Dataset entries
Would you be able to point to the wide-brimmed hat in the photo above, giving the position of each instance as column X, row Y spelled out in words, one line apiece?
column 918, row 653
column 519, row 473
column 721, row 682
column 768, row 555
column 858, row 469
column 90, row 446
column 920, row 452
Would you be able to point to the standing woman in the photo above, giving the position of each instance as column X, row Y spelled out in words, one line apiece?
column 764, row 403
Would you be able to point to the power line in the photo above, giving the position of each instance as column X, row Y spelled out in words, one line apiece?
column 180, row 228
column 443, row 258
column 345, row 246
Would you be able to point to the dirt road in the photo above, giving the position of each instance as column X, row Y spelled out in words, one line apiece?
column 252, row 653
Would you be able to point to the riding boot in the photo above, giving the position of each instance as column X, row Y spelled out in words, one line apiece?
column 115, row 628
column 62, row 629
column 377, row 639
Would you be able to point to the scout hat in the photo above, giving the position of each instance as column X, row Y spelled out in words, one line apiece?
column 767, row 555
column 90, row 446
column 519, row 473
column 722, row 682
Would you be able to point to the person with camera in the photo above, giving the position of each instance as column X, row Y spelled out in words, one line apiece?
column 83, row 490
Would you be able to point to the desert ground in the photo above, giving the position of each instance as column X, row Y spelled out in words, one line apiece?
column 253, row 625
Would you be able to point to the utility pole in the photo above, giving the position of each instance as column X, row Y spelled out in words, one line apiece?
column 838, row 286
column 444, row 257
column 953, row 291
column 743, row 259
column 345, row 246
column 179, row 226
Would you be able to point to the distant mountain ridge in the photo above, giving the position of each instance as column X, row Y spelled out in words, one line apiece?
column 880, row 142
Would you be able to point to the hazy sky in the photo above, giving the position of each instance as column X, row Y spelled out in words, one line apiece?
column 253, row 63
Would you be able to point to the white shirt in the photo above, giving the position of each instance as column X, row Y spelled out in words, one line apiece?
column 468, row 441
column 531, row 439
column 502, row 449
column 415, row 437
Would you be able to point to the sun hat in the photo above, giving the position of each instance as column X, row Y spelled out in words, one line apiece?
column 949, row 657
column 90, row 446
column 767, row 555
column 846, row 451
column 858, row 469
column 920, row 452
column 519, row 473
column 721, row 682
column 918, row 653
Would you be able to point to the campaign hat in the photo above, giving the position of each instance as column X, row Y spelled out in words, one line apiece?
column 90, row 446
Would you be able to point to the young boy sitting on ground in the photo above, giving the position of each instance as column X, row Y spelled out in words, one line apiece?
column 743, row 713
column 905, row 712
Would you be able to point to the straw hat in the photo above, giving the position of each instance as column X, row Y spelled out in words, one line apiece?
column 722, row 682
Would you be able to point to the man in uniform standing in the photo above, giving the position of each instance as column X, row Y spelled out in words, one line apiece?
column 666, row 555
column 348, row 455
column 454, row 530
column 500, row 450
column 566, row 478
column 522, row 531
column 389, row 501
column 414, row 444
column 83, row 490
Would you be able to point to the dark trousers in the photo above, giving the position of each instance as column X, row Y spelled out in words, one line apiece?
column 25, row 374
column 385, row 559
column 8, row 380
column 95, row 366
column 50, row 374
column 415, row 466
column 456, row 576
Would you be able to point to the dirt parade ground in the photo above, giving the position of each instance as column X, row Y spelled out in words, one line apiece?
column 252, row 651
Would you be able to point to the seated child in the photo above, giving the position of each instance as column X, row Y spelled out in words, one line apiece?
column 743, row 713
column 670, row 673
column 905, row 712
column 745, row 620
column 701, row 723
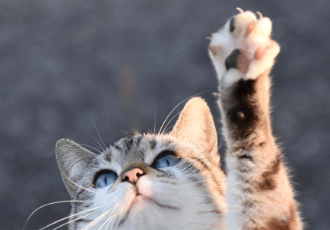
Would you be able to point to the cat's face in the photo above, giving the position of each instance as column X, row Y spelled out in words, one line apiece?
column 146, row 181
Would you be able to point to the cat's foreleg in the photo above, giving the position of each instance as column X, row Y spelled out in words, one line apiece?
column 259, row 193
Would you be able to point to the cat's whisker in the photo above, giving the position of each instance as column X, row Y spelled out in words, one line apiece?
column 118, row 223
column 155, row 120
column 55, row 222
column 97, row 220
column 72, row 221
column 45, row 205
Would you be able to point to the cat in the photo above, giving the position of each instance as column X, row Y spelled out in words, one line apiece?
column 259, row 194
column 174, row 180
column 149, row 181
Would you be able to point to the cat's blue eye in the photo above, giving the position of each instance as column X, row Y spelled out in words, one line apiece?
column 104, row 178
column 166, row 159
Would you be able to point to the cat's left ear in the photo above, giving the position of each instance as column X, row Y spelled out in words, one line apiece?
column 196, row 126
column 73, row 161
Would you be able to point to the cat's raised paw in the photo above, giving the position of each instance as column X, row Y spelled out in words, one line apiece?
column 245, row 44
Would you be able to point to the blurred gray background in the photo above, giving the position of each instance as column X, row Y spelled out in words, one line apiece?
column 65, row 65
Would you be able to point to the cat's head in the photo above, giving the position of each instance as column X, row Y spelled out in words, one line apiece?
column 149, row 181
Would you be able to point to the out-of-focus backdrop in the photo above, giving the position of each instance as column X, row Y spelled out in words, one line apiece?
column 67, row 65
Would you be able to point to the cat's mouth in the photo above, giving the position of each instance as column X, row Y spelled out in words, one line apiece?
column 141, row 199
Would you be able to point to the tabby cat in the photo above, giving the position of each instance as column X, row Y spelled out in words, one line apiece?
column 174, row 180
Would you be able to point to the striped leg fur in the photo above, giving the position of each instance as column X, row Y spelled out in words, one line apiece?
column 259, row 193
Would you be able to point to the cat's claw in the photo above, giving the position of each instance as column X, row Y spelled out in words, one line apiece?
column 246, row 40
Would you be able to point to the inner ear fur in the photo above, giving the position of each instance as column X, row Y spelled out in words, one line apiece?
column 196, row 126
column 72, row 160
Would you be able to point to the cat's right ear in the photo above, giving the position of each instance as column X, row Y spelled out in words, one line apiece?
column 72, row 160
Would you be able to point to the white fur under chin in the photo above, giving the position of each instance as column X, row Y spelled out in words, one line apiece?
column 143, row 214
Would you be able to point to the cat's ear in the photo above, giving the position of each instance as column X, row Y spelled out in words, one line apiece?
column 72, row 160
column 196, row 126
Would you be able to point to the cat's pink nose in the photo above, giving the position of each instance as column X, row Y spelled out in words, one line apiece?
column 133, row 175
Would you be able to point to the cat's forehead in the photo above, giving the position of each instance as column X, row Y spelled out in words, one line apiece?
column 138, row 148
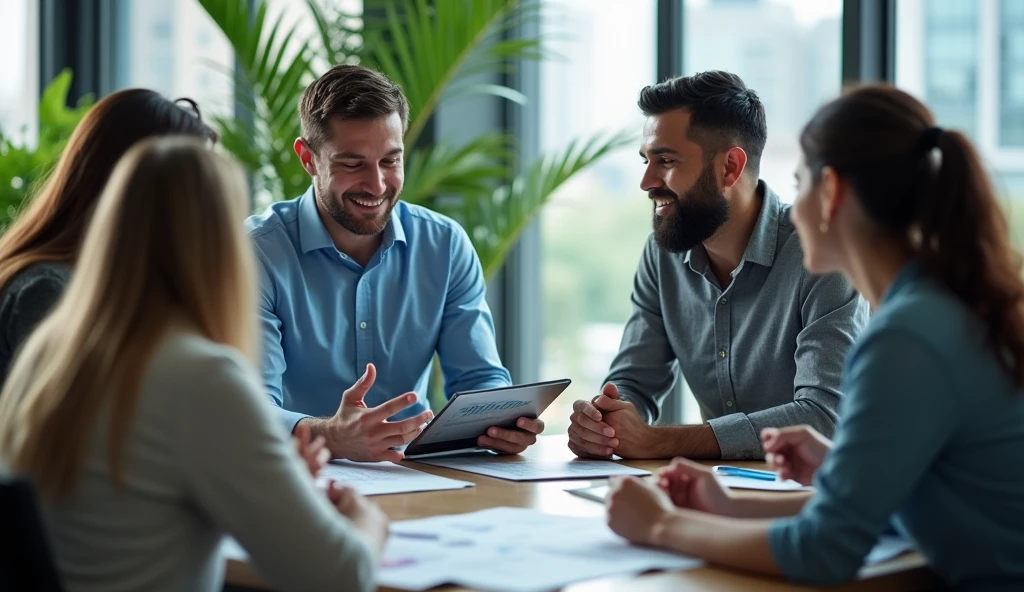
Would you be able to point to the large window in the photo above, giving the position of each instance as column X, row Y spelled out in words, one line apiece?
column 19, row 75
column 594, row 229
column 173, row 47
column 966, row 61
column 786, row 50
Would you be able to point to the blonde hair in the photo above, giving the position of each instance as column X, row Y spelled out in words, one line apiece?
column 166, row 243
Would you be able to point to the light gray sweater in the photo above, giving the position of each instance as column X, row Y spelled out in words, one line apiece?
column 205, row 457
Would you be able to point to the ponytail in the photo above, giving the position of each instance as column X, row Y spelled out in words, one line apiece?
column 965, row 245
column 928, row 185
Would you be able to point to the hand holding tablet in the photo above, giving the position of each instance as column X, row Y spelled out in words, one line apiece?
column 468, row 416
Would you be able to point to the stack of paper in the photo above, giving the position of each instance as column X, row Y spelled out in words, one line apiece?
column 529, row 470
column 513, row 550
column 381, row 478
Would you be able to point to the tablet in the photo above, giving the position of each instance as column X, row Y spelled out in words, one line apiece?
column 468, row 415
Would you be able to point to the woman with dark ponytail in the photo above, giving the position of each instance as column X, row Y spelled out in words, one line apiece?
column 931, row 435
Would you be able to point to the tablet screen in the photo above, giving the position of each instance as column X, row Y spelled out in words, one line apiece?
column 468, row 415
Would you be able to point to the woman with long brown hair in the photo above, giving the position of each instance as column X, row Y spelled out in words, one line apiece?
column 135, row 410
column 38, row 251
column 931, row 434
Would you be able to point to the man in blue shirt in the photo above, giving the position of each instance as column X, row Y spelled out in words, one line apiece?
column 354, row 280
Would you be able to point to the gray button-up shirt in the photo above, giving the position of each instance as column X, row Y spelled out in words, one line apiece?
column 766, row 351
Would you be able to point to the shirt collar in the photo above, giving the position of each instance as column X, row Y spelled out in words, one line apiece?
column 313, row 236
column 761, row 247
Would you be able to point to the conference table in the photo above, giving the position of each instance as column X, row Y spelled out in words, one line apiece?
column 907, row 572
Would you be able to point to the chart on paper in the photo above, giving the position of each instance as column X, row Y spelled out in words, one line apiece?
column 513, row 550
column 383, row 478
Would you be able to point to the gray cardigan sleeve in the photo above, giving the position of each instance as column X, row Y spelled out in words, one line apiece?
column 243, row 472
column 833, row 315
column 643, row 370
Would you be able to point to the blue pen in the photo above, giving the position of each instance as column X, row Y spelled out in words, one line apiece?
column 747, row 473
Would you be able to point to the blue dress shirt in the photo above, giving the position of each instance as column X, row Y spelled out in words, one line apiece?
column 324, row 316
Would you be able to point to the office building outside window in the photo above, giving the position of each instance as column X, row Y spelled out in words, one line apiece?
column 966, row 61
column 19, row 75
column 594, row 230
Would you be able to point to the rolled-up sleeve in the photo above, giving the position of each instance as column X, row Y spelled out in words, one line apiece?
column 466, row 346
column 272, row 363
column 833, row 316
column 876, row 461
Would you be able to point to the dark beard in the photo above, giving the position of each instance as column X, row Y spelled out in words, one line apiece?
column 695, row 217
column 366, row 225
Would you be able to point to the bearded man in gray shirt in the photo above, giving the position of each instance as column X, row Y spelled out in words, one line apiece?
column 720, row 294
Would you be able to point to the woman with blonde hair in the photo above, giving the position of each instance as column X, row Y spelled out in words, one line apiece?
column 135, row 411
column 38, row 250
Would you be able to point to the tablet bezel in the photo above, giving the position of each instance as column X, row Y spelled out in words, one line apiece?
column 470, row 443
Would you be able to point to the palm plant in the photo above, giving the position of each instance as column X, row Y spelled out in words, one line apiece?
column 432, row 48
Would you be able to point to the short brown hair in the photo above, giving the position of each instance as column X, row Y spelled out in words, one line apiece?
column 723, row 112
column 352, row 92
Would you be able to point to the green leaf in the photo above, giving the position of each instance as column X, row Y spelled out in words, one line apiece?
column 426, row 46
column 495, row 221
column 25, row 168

==

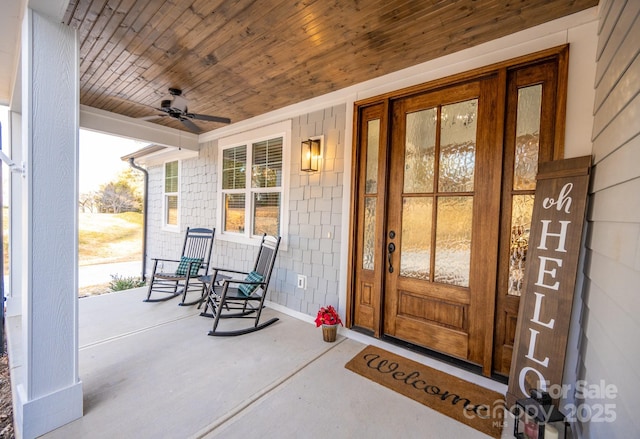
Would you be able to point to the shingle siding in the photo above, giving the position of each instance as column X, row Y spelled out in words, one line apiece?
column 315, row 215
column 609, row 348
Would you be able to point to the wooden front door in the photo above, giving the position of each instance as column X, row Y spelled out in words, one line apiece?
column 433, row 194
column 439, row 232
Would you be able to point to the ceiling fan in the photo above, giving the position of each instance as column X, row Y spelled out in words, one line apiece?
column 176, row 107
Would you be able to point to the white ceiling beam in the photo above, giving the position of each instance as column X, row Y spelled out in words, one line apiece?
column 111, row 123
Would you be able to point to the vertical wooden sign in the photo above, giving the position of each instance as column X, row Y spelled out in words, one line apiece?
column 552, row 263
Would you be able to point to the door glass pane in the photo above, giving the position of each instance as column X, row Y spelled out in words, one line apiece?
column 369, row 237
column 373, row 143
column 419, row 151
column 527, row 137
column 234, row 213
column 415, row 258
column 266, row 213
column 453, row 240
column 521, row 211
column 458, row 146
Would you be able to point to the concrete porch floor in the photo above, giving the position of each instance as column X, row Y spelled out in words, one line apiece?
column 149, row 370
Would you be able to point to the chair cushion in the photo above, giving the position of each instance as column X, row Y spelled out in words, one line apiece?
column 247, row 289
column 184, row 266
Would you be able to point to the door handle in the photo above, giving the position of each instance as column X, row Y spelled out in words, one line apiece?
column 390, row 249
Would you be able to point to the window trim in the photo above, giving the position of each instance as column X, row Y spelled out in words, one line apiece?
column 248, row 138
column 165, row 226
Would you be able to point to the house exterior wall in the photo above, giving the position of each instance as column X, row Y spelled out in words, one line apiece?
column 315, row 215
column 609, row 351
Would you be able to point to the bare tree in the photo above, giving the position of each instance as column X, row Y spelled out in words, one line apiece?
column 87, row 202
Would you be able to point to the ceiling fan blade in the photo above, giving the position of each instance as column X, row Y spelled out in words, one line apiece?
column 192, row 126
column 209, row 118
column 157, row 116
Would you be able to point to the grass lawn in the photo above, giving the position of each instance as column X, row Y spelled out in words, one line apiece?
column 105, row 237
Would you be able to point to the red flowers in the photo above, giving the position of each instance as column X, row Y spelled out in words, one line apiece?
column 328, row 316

...

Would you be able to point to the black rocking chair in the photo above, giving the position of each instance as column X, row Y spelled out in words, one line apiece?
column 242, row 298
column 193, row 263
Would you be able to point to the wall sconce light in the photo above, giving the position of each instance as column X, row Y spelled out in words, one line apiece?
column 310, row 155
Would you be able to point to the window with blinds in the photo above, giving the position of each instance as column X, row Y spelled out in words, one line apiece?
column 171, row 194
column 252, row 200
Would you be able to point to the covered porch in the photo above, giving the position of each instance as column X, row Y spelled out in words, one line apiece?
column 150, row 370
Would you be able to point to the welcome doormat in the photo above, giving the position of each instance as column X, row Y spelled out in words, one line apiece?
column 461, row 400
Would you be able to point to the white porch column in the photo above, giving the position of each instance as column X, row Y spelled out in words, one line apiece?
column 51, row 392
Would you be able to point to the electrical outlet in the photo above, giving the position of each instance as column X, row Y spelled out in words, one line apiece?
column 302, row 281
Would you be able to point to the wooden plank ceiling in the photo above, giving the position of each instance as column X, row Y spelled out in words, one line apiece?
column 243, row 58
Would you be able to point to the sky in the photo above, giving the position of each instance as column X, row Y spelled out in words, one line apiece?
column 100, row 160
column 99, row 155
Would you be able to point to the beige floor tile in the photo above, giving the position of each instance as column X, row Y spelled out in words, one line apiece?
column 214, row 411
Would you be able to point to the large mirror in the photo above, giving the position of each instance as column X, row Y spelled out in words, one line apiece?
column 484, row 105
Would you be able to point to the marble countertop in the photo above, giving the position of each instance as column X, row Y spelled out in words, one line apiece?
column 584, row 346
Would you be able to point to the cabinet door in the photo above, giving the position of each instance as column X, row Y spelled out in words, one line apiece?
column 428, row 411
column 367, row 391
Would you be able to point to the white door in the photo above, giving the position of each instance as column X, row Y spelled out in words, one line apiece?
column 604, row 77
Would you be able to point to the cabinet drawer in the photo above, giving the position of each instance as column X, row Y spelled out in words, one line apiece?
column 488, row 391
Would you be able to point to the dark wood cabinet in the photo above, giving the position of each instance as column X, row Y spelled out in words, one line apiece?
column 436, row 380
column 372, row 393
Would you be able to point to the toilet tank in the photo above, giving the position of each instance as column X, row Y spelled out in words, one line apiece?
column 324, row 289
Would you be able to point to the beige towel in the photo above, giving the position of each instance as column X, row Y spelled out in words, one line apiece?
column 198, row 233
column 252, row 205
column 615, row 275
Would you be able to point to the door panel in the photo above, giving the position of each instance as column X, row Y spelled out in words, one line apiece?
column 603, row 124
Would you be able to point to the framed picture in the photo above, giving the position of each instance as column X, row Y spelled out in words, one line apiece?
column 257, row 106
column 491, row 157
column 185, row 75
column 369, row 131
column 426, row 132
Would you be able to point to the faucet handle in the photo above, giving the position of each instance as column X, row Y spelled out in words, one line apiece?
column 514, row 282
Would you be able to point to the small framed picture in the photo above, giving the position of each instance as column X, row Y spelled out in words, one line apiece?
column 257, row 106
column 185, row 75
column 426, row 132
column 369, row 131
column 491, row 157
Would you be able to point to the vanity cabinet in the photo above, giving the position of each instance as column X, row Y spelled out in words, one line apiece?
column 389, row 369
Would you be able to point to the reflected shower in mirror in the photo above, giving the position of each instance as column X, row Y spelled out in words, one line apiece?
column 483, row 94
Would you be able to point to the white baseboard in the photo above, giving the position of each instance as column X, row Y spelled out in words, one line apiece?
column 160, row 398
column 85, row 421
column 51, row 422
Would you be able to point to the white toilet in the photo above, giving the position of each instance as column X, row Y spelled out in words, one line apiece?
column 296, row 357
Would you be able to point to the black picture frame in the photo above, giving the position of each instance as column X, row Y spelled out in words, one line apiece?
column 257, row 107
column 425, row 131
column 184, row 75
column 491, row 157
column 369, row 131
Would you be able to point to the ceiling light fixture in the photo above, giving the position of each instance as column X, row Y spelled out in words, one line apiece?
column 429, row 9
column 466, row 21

» EXERCISE DIRECTIONS: Reproduce the lines between the one containing "Would you be able to point to the wide-brimmed" and the one containing "column 253, row 625", inclusive.

» FINISHED ANSWER:
Would you be able to point to the wide-brimmed hat in the photo above, giving the position of each instance as column X, row Y spelled out in words, one line apiece?
column 918, row 653
column 519, row 473
column 721, row 682
column 768, row 555
column 858, row 469
column 90, row 446
column 920, row 452
Would you be able to point to the standing woman in the photo above, giving the position of each instance as column X, row Y spelled out in words, one line apiece?
column 764, row 403
Would you be able to point to the power line in the photo above, giving the position of each instance as column X, row Y spelled out in words, one line apiece?
column 180, row 228
column 443, row 258
column 345, row 246
Would you be able to point to the dirt road in the photo above, giving the position of each instance as column X, row Y spelled out in words, one line apiece?
column 252, row 653
Would you be able to point to the riding boot in the photo above, giving the position of each instance as column X, row Y spelled out in words, one line apiece?
column 115, row 628
column 62, row 629
column 377, row 639
Would you be able to point to the scout hat in the photo above, giving the position of each instance as column X, row Y spelled out in words, one line apiece?
column 767, row 555
column 90, row 446
column 519, row 473
column 722, row 682
Would you be able to point to the person with camera in the photo above, giving the position of each instance as column X, row Y spelled out in words, one line apiece?
column 83, row 490
Would you be able to point to the desert ground in the photo above, giving the position of each instance as column X, row Y spelled out in words, one line apiece?
column 253, row 625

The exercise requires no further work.